> **TASKS FOR THIS EXERCISE**:
1 – According to the cress guide, how much garden space is needed to plant cress?
2 – Transcribe the cress guide from "- You will be" to "and during winter.".
3 – List every name for a form of cress that the cress guide mentions.

> **PASSAGE**:

** BEGIN **

Grow Cress
Cress is a plant with a peppery taste that can be added to dishes like salads and soups. It’s a cold season crop filled with Vitamin C that you can easily grow on your own, including indoors.
Contents
Steps
Growing Cress Outdoors
- Pick a shady area in your garden. Cress grows well in cool, shady areas. If you try to grow it in hot weather, it becomes bitter, and you can’t eat it. Find a shady area of your garden. You don’t want to grow cress in direct sunlight.
- You only need 1-2 square feet of garden space to plant cress.
- Garden cress is also called broadleaf cress. Curly cress and watercress are other forms of the vegetables, which grow in cool weather. Put cress in either full sun or part shade. Part shade is best for cress.
- Obtain cress seeds. Cress will easily grow from seeds. You can also grow cress if you have stem pieces of cress cuttings. You can obtain cress seeds in home improvement and garden stores or online.
- Plant cress every two weeks if you want to have a continuous harvest. When using soil to grow cress, choose soil pH of 6.0 to 6.8. Plant the cress in early spring as early as you can work soil. Cover the seed lightly with soil or compost.
- Sow the cress. You should plant the cress seeds in your garden early in the spring before the last frost. Cress grows quickly from seeds.
- You will be able to harvest the cress 15 to 20 days after sowing the cress. Plant more crops until mid summer. You can also plant the cress yet again in early fall and during winter.
- Sow cress ¼ inch deep. Sow the seeds thickly in wide rows. Space each row between 18 and 24 inches apart. Try to keep the soil weed free when growing cress.

** END **

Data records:

** BEGIN **

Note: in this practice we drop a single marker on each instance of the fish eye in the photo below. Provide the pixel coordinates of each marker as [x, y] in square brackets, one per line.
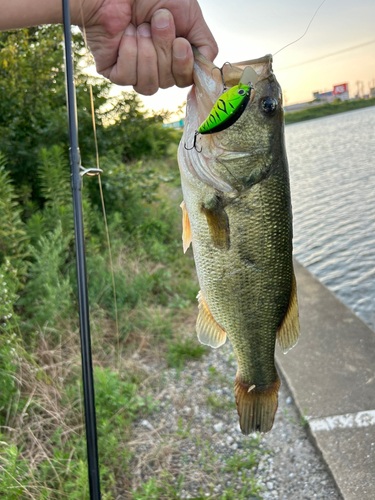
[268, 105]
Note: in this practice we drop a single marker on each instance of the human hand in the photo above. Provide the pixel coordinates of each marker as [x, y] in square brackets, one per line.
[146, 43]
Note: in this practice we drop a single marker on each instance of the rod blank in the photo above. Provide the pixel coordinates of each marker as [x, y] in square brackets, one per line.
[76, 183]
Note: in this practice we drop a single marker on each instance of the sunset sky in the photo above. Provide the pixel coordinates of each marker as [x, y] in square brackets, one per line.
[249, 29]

** END **
** BEGIN **

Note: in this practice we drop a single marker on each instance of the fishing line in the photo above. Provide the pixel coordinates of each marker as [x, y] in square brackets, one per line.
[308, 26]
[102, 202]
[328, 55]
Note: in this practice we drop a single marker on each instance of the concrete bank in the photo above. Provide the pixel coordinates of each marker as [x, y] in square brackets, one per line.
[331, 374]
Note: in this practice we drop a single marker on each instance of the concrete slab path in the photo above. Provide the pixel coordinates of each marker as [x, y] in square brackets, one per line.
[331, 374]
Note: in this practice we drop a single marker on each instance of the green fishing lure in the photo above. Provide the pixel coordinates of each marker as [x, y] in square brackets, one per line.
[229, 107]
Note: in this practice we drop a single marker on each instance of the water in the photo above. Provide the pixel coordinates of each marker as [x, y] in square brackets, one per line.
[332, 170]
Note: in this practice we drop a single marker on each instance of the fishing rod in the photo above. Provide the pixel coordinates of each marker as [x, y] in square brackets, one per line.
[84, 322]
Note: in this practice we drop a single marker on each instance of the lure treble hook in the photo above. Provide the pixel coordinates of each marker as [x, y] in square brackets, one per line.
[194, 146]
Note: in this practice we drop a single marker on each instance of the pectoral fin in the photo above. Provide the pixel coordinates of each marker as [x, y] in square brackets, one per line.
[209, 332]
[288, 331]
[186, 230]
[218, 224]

** END **

> **ANSWERS FOR THIS EXERCISE**:
1 – 1-2 square feet

2 –
- You will be able to harvest the cress 15 to 20 days after sowing the cress. Plant more crops until mid summer. You can also plant the cress yet again in early fall and during winter.

3 – Garden cress, broadleaf cress, curly cress, watercress